Region pointing data:
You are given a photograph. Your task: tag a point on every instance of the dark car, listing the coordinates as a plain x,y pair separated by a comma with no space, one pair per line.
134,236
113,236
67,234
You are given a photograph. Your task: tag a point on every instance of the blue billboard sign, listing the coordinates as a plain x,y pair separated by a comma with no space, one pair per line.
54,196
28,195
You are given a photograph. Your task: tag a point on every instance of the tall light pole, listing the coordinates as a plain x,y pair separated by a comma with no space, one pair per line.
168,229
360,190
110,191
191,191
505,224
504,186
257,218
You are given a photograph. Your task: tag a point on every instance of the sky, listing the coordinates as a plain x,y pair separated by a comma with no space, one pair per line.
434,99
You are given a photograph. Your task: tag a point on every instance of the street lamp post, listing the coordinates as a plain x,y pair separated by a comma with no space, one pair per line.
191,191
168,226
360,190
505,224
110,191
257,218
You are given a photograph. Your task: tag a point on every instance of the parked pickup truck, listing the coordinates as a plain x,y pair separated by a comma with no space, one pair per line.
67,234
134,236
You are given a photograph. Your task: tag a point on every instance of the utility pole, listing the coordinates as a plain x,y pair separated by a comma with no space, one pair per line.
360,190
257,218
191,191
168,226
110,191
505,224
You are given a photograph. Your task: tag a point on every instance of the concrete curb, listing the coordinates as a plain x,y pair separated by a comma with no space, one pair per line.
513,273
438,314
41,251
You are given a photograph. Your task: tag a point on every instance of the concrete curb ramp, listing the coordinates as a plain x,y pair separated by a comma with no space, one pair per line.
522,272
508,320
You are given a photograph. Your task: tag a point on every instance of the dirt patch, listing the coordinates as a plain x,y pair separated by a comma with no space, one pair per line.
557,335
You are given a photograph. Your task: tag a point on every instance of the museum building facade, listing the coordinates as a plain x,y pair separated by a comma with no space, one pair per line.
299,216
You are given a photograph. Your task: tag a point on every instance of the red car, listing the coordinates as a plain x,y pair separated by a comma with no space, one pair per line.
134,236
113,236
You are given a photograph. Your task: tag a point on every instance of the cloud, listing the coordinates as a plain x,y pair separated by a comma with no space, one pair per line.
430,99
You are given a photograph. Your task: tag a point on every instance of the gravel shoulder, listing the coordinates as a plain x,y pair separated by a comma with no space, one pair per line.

About this exercise:
Output these and nothing else: the lines from the one holding "of the dirt" through the final line of the entries above, exactly as they appear.

Answer box:
You are given a photograph. Your task: tag a point on every instance of the dirt patch, listing the coordinates as a plain x,y pair separated by a comma with no space, one pair per line.
557,335
You are given a photograph. Your task: tag a point on every instance of the museum building facade, listing the coordinates as a plain x,y pair separated by a comma with no space, one pair per line.
299,216
You are given a photograph. Your task: tag a point on every instance of the red car, listing the coordinates as a plain x,y pair separated by a comma with no space, one pair per line.
134,236
113,236
You are given a photograph. Your task: tag a point on every instance of the cloud, listing the coordinates as a plain x,y pair separated by a comma with no space, one pair per line.
430,99
You are given a photograph. Your task: tag a point on every instance of the gravel shoulder, listing the coordinates as a plain x,y pair separated by a comma with no space, one pair per line.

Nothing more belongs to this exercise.